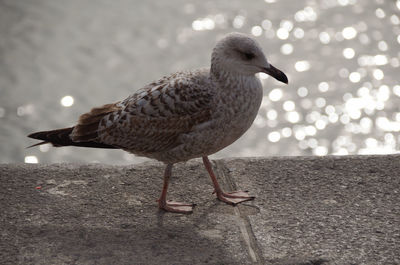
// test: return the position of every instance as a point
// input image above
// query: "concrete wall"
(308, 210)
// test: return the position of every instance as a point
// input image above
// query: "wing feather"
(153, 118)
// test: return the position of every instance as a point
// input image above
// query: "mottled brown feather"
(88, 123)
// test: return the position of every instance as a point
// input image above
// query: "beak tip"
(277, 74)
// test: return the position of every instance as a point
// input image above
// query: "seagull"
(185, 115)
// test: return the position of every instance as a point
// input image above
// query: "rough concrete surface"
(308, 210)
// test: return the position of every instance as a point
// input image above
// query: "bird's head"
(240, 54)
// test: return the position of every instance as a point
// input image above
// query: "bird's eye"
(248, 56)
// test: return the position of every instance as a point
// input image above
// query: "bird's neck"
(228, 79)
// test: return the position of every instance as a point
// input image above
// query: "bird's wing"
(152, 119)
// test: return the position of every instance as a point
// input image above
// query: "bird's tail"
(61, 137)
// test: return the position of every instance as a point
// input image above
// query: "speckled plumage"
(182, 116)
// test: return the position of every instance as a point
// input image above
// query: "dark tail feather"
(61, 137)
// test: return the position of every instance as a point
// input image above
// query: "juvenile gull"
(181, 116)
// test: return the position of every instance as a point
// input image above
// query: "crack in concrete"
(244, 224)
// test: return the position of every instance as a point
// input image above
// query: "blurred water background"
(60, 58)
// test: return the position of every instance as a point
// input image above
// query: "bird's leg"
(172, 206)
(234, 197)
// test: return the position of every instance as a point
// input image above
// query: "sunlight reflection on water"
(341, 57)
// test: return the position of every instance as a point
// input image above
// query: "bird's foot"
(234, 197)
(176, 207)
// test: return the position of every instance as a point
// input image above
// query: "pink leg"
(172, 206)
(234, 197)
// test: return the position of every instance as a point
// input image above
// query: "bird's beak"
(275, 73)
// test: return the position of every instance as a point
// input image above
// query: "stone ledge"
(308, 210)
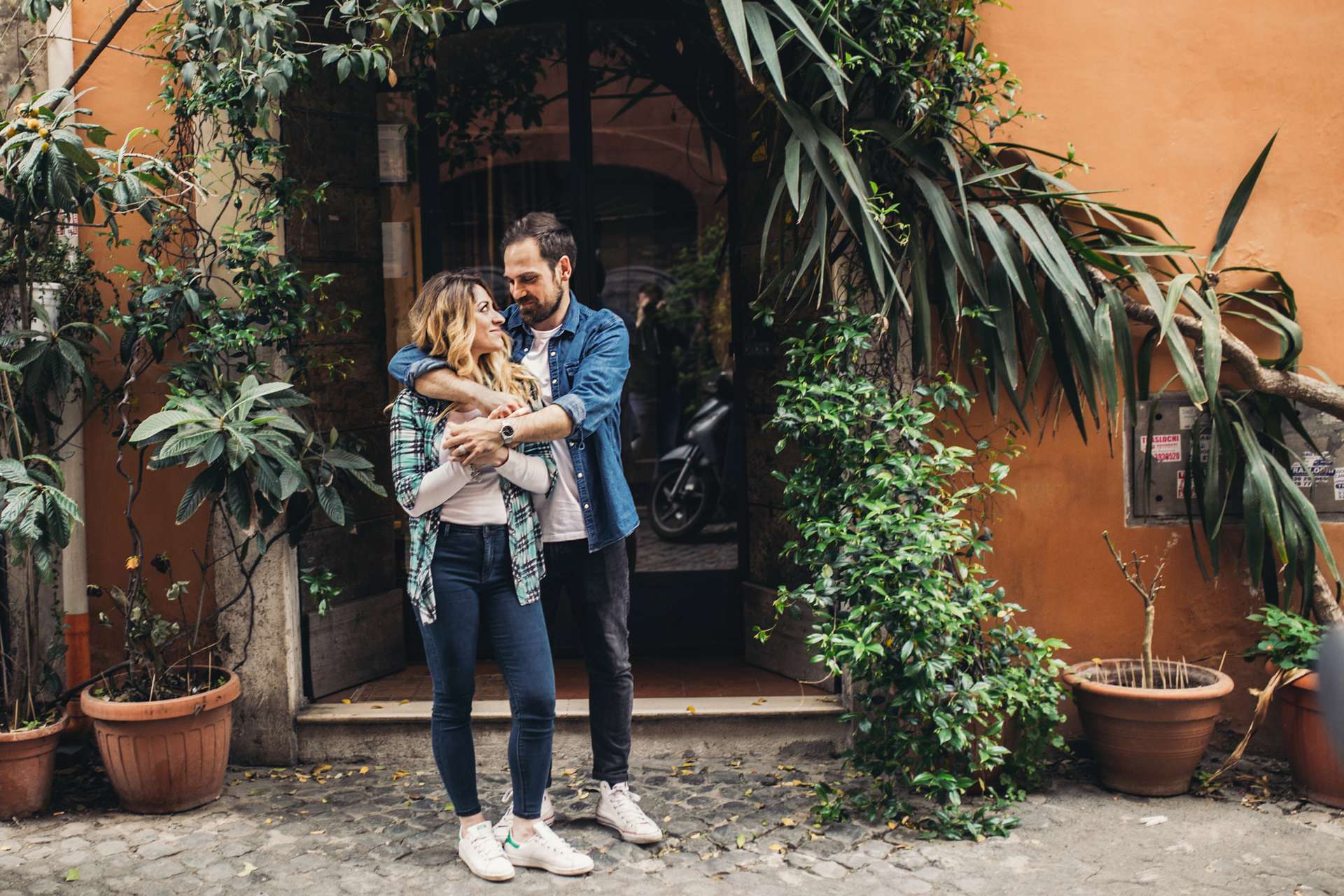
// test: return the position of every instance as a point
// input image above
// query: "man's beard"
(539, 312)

....

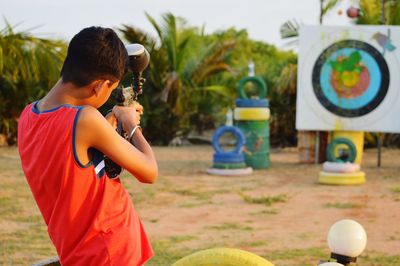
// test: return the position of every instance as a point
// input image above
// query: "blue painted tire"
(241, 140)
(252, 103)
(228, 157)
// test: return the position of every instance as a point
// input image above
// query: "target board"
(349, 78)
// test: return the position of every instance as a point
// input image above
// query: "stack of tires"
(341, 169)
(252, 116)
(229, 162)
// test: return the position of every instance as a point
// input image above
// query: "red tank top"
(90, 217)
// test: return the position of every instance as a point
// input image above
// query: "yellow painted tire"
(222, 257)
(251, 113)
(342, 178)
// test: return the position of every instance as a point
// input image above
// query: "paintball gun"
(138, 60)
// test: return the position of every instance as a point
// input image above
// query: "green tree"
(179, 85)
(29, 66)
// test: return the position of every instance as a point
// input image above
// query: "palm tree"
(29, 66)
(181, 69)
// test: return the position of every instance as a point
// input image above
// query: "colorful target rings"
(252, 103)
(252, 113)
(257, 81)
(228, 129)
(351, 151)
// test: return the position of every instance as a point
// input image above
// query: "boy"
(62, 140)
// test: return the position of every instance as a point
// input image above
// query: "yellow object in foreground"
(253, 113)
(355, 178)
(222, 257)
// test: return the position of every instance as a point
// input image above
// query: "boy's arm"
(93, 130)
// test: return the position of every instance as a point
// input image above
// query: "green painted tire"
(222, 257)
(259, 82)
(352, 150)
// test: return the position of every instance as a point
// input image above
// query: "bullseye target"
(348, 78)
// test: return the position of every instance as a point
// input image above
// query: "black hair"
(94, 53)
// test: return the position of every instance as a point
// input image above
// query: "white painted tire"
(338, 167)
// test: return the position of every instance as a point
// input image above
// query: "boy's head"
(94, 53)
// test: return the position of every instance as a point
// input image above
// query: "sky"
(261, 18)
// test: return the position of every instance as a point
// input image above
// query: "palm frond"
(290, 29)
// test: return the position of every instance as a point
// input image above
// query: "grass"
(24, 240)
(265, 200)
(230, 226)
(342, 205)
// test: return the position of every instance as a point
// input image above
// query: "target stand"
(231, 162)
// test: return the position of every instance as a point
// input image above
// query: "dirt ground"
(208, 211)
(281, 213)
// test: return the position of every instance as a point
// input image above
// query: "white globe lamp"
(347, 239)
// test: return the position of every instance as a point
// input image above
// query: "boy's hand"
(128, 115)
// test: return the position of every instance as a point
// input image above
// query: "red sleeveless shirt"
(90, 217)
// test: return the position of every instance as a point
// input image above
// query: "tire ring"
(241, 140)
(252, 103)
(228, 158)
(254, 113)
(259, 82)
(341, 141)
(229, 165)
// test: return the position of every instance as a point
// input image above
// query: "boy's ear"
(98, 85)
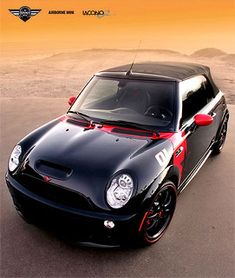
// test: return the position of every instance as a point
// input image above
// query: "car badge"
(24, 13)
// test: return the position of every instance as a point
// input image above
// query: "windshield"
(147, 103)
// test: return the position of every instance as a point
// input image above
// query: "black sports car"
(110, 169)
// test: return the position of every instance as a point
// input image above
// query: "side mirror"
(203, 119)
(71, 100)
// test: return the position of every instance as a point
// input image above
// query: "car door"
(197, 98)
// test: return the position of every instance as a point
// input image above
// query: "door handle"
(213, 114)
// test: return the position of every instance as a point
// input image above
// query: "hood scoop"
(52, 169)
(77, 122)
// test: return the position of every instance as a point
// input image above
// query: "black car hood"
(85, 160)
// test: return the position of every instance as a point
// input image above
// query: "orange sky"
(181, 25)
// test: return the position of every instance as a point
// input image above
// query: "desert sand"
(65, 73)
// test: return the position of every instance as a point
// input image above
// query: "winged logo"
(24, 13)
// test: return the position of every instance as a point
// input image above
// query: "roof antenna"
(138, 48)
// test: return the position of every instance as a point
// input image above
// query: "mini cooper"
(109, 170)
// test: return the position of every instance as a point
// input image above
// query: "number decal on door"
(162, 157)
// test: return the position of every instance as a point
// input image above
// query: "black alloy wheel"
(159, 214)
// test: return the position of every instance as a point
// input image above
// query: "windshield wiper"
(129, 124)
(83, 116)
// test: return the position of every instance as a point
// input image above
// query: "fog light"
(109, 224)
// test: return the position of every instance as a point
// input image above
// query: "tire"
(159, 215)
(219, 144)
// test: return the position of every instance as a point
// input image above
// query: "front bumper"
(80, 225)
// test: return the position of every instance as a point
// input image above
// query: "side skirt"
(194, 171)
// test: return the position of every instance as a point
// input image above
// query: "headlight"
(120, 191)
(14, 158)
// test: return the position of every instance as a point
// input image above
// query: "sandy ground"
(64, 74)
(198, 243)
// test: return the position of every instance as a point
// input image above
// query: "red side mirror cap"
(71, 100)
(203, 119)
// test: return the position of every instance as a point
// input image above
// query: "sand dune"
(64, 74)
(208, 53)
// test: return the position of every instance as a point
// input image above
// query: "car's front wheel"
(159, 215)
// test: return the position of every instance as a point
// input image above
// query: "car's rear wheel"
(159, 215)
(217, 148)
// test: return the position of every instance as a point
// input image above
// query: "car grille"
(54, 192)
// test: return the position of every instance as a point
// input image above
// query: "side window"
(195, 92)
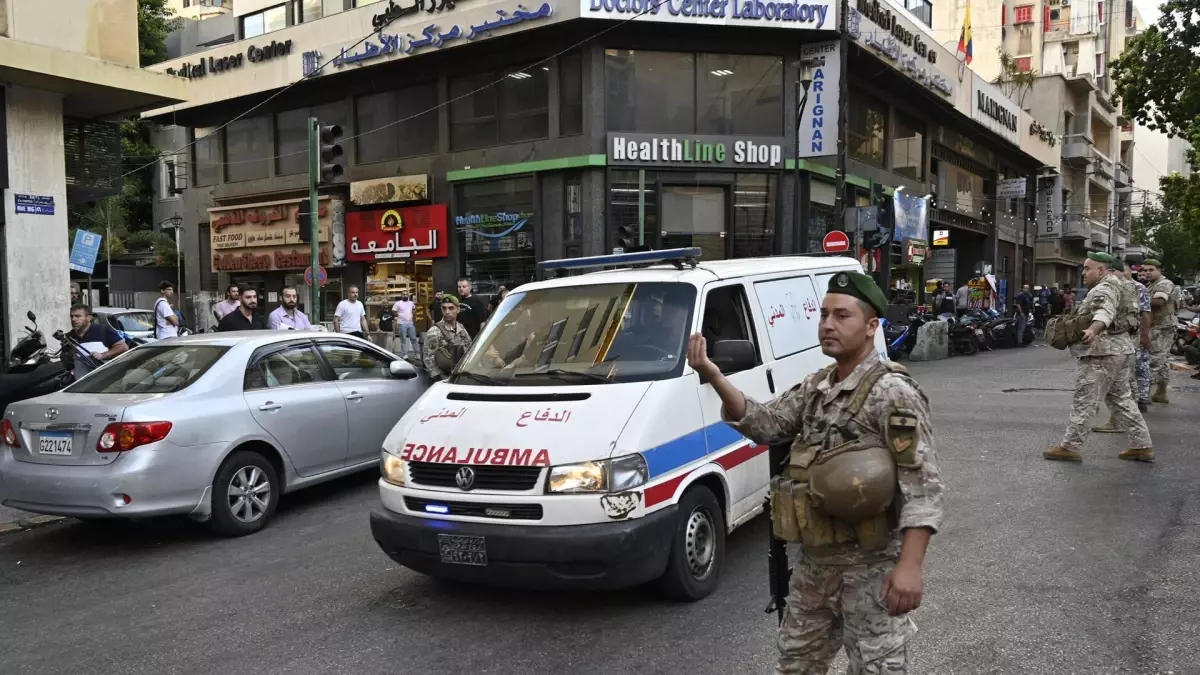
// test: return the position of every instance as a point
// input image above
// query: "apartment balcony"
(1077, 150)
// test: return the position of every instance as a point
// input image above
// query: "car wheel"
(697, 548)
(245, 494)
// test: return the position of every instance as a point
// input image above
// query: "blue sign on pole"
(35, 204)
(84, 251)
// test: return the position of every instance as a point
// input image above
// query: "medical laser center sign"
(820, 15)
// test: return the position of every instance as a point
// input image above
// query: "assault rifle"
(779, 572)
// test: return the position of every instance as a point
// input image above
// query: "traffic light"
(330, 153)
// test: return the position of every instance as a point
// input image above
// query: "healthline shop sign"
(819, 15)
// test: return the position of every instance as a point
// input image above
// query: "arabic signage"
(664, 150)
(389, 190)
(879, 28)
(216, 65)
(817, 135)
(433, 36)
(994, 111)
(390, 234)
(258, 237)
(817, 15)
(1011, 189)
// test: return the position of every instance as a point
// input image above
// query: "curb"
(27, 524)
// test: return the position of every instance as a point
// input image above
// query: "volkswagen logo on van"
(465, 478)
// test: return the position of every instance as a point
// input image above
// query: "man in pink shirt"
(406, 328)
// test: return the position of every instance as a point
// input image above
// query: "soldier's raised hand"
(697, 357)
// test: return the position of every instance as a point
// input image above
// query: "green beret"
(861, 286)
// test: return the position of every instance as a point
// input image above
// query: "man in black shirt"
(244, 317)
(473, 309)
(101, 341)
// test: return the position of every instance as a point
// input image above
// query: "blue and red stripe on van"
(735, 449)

....

• _Exercise requirements_
Which lines in the records above contain the word "front"? Show each of them in full.

• _Final result_
// query: "front bumper"
// query: "car's front wheel"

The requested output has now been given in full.